■ STATED PROBLEM
Display each line of the items below that contains the string "neckline".

■ TASK MATERIAL
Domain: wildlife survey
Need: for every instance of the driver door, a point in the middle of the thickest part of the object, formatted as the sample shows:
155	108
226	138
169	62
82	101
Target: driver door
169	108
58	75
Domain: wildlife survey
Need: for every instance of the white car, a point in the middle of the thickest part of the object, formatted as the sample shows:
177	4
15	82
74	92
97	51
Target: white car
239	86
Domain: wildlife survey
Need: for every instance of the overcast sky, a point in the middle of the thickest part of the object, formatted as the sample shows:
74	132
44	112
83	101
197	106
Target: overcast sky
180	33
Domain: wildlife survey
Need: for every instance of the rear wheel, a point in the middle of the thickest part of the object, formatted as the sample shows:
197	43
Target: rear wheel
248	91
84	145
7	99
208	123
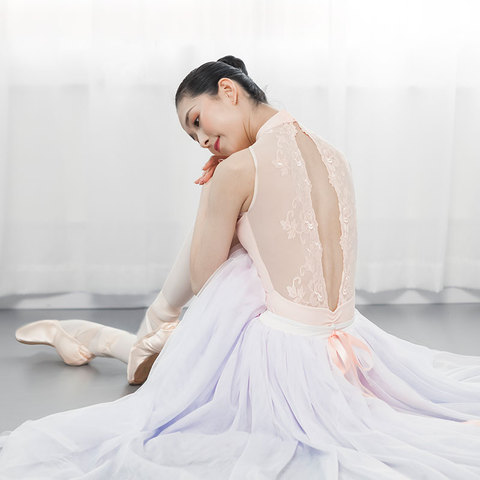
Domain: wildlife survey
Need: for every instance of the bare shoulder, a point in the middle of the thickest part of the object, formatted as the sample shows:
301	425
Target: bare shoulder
239	170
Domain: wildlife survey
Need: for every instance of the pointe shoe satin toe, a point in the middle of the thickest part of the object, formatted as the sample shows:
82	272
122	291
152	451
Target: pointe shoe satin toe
50	332
145	351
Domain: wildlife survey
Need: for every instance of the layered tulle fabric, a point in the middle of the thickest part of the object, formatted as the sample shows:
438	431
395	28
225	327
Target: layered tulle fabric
232	397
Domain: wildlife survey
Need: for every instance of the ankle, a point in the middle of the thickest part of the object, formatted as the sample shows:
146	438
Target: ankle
160	311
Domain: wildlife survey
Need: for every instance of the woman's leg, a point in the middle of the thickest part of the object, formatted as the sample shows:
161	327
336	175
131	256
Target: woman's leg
175	293
79	341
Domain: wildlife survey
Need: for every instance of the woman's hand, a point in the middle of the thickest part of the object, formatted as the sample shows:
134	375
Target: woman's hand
209	168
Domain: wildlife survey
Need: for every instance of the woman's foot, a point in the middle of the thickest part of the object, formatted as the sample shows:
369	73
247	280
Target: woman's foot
49	332
147	348
78	341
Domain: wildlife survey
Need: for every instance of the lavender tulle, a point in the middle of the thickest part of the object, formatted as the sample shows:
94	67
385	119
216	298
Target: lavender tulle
229	397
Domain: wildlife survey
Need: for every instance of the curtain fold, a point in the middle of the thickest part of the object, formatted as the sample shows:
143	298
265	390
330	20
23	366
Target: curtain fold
96	174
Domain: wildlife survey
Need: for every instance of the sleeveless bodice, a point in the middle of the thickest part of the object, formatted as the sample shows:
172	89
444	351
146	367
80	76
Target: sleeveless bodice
300	228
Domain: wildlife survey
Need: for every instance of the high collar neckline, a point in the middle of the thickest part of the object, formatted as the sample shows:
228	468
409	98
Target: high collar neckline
282	116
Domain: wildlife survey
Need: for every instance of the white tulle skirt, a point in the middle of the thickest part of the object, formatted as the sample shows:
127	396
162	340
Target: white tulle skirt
238	393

■ WRITTEN ANSWER
Need: for every instance of the high collar neckline, a point in the middle of the thickest part of the object, formatted as the sample shows:
Target: high collar neckline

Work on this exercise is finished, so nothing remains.